▸ WHAT YOU NEED TO DO
Output the whole listing exactly, except for the pictures in it.

▸ AVAILABLE RECORDS
----

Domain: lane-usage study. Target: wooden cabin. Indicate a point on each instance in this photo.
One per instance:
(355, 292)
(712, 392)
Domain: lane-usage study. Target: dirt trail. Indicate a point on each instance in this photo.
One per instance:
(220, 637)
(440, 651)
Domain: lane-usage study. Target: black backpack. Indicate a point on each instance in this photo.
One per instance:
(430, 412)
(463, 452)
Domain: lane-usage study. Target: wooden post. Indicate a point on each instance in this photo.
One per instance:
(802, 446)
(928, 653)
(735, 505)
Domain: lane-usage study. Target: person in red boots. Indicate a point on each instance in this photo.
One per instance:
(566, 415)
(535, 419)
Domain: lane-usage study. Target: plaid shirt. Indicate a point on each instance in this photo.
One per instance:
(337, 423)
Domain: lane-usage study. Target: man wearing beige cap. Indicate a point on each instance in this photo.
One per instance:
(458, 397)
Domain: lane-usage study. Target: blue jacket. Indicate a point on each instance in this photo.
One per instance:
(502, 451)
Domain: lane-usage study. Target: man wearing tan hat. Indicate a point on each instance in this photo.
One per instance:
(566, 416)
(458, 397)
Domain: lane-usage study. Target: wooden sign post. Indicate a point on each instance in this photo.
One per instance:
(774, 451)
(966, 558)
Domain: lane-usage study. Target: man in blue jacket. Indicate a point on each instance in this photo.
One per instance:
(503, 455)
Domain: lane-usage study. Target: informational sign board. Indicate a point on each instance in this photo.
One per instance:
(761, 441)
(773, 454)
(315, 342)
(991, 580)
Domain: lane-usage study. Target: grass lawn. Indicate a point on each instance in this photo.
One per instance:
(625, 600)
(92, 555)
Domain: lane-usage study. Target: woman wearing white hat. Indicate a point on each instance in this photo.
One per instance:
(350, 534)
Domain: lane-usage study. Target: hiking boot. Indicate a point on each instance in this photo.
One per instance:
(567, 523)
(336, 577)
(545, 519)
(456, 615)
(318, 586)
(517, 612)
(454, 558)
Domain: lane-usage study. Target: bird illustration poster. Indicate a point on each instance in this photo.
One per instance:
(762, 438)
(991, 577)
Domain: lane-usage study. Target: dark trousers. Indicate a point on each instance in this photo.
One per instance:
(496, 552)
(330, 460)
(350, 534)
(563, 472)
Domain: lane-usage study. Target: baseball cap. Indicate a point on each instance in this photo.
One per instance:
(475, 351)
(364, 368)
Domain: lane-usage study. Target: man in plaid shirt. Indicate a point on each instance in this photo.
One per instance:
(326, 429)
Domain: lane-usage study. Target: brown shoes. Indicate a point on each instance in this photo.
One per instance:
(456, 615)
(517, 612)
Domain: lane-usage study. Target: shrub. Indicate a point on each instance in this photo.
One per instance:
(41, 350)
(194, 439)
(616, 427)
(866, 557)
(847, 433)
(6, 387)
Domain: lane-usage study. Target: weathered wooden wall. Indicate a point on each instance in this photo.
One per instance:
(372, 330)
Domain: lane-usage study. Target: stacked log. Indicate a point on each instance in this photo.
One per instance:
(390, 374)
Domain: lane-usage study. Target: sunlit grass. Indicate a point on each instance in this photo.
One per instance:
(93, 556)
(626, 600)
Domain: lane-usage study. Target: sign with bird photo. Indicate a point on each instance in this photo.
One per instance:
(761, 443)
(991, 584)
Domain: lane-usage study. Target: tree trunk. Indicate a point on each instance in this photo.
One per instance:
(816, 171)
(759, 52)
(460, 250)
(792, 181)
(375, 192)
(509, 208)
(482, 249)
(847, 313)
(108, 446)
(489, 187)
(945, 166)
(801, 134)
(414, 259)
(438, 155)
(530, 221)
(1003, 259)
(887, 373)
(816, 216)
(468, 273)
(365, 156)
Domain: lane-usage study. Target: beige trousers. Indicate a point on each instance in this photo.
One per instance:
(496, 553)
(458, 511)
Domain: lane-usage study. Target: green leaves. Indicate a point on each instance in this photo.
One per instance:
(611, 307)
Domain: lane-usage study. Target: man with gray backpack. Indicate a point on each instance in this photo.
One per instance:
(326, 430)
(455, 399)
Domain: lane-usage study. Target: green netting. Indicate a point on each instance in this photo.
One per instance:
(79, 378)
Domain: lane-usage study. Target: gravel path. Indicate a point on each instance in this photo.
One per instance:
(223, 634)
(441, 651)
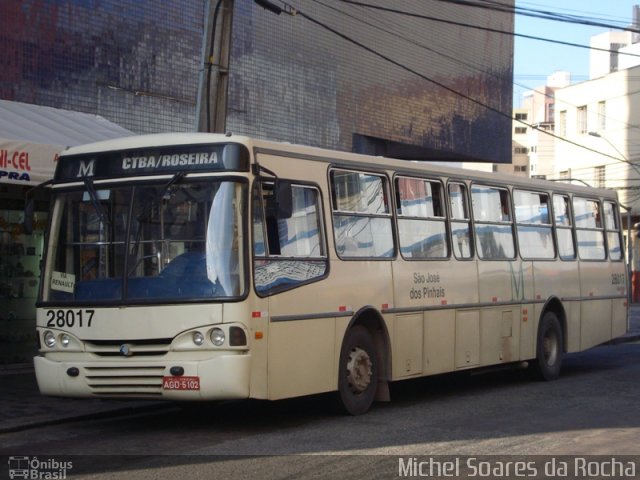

----

▸ OUTPUT OF THE TASK
Domain: lane-usage study. Target: wooden cabin. Indicate a point on each instance in this photo.
One per instance:
(355, 292)
(712, 392)
Domain: lane-usage study. Target: dirt trail. Indicate a point on each instance in this photo.
One per instance:
(220, 637)
(440, 651)
Domain: lane-usage study. Target: black backpack. Indicate a point on each instance in this photo.
One per instance:
(430, 412)
(463, 452)
Domain: lane-usage study. Target: wooden post. Indicate a point on each instance in this photo.
One per instance:
(802, 446)
(928, 653)
(735, 505)
Domain: lane-usage study. Target: person in red boots. Indicate a point on each instance in this photo.
One per instance:
(566, 415)
(535, 419)
Domain: lane-usage study. Target: plaid shirt. Indicate a point on each instance in this photo.
One per instance:
(337, 423)
Domain: lane-usage study. Target: man wearing beige cap. Indicate a point on each instance in this photo.
One per instance:
(458, 397)
Domain: lane-usage study. Target: blue jacket. Indicate a point on each instance in this photo.
One per instance:
(502, 451)
Domain: lane-usage study. Target: man wearing tan hat. Indicate a point on each instance in this photo.
One per instance:
(566, 416)
(458, 397)
Domain: lane-usage study. Target: wooden sign post. Indicate a point on each instance in this photo.
One per instance:
(774, 451)
(966, 558)
Domain: lane-usage study. Target: man in blue jacket. Indicate a point on each instance in this photo.
One per instance:
(503, 455)
Domain: lane-usage study. Target: informational sign board. Indicate a point on each instance in this photo.
One per instance:
(761, 441)
(773, 454)
(315, 342)
(991, 580)
Domain: lane-usage study. Target: grass lawn. Indicate a point on each instance in this photo.
One per instance:
(625, 600)
(92, 555)
Domain: lane-usage study. Target: woman wearing white hat. Indicate a point on each instance in this photo.
One per instance:
(350, 534)
Domain: lane-usage study. Target: hiking boot. Indicate a point on each instance in this photo.
One per instance:
(567, 523)
(336, 577)
(545, 519)
(456, 615)
(318, 586)
(517, 612)
(454, 558)
Domain: lane-usage study. Target: bird illustration poster. Indicate a point on each instance in this photo.
One per instance:
(762, 438)
(991, 577)
Domain: lane-usage study. Target: dark trousers. Indicate a point on each instance in this photo.
One per instance:
(496, 552)
(330, 460)
(350, 534)
(563, 472)
Domain: lane-usage study. Target: baseball cap. Indicate a point on each instance in this photo.
One per instance:
(475, 351)
(364, 368)
Domain: lane-usage study. Target: man in plaid shirt. Indicate a point on each instance in this photo.
One per instance:
(326, 429)
Domain: lane-usage study. Target: brown shoes. Indicate a point on each instance in this photo.
One per instance:
(456, 615)
(517, 612)
Domain: lane-usage study. Target: shrub. Indicate a point on each instance in this photo.
One per instance:
(41, 350)
(194, 439)
(616, 427)
(866, 557)
(847, 433)
(6, 387)
Domain: lane-usage study. Target: weathered wooden wall. Indicate a point on each instance in this photo.
One per instance:
(372, 330)
Domain: lane-usage study. Target: stacked log. Indicate a point on each instance in this photo.
One per instance:
(390, 374)
Domain: lane-usage study. Target: sunlit grass. Indicate a point on each instance in this photo.
One per instance:
(93, 556)
(626, 600)
Domain: lane-usage study. Target: sign with bird photo. Indicate a point on each instance in this photo.
One per instance:
(761, 443)
(991, 584)
Domain: lane-usage study. Target: tree trunk. Indicate a point on each instance in this photo.
One per instance:
(816, 171)
(759, 52)
(460, 250)
(792, 181)
(375, 192)
(509, 208)
(482, 249)
(847, 313)
(108, 446)
(489, 187)
(945, 166)
(801, 134)
(414, 259)
(438, 155)
(530, 221)
(1003, 259)
(887, 373)
(816, 216)
(468, 273)
(365, 156)
Domain: lane-usage study. Target: beige trousers. Indicate a point on each instance in this photo.
One per instance:
(496, 553)
(458, 511)
Domain: lane-usage study. Target: green leaves. Indicate a point on each instance in this photo.
One per instance:
(611, 307)
Domain: lane-usage study. Target: man with gray backpack. Indicate a point on each instance in this photo.
One per instance:
(326, 430)
(455, 399)
Domain: lane-usage study. Target: green netting. Indicate a point on each instance in this photo.
One per instance:
(79, 378)
Domain: lane-usage study. Target: gravel path. Indicate a point on each instance in this photo.
One per instance:
(223, 634)
(441, 651)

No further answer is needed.